[Start of Attachment]

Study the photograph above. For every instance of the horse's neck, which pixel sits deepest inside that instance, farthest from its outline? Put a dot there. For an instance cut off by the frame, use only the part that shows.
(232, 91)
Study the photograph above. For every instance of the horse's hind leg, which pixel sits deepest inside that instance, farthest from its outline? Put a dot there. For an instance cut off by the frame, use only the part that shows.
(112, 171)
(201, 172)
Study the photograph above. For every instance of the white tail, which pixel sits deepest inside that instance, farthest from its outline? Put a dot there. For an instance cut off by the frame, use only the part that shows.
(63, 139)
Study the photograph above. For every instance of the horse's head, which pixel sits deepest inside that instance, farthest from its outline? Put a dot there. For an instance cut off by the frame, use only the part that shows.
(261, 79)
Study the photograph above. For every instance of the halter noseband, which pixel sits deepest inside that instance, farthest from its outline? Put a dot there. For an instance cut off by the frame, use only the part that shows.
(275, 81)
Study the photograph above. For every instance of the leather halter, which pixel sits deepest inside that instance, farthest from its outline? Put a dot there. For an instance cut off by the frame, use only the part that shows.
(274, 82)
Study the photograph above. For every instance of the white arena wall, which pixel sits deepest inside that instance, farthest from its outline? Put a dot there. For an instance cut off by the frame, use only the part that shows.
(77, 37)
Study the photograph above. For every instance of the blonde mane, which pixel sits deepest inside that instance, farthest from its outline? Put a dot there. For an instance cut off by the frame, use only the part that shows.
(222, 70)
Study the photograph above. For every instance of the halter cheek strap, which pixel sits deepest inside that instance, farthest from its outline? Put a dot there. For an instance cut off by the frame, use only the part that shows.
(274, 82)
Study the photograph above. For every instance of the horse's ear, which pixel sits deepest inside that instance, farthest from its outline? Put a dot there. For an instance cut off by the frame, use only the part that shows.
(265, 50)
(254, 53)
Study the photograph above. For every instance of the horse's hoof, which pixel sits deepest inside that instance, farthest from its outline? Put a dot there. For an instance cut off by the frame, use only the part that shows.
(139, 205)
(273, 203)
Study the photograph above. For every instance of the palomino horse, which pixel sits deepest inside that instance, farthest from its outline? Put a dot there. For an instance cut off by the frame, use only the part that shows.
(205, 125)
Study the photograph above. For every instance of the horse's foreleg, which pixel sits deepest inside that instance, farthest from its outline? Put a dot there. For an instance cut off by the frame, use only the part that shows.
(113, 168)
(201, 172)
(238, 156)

[End of Attachment]

◆ DESCRIPTION OF THE TASK ◆
What is needed is an exact reproduction of the data.

◆ OUTPUT ◆
Study the photograph above. For every instance of the horse's neck, which pixel sits deepest inside that instance, farthest from its outline? Put a dot there. For an instance cut off by the frame, use only the part that shows.
(232, 91)
Study the photograph above. For every instance of the horse's hind leg, which pixel sits deepest inside that instance, farthest from its outline? Put a dot there. For an instance cut off by the frame, use only the part that shows.
(112, 171)
(201, 172)
Study the photograph above. For every instance of the white tail, which pixel sits deepest inside that instance, farthest from its outline? Put a dot there. For an instance cut off by the frame, use only the part that shows.
(63, 139)
Study the photograph above. For every instance of the horse's head, which pixel sits deepest inside that instance, farthest from its outline? Put a dot there. For an instance cut off by the frame, use only the part that shows.
(261, 79)
Study the photograph above. For every instance of the halter noseband, which pixel sits deepest inside that instance, farthest from its outline? Put a dot there. For an instance cut off by the frame, use only the part that shows.
(275, 81)
Study the photograph above. For every instance of the leather halter, which pixel sits deepest inside that instance, farthest from its outline? Put a dot there. For an instance cut off by the frame, use only the part that shows.
(274, 82)
Study the photograph above. For every instance of the white arena wall, which pixel sits deepest inside that instance, farthest from its outline? Put a dot there. For an instance cut off by the frame, use only the part that shows.
(77, 37)
Study the photograph above. For every instance of the blonde mane, which pixel sits deepest inside that instance, farthest from its outline? Put a dot there. For an instance cut off by the frame, use only the part that shows.
(222, 70)
Study the photograph above. For every instance of the halter cheek strap, which pixel sits deepest inside that instance, farthest from its outline? Put a dot there. For an instance cut off by the frame, use only the part that shows.
(274, 82)
Study the photograph above. For every instance of the horse's ear, which pixel sits deepest inside that instance, farthest from its outline? Put a dot there. For an instance cut off by the frame, use only the part that shows.
(265, 50)
(254, 53)
Study the photograph above. For every instance of the horse's hoof, which pixel sits deepest inside that instance, farthest from its outline? Put a dot there. For an instance cut off by the frame, use only the part that shows.
(139, 205)
(273, 203)
Study the photograph above. For every instance of the palomino horse, which pixel sits deepest inside that instance, farthest from its outline? Put a dot there. For an instance cut off by the frame, use only the part that shows.
(205, 125)
Study the photograph above. For every instance of the horse's foreleg, which pixel sits deepest inside that instance, farthest from its outline? Put a dot there. For an instance cut off by the frame, use only the part that shows.
(113, 168)
(201, 172)
(238, 156)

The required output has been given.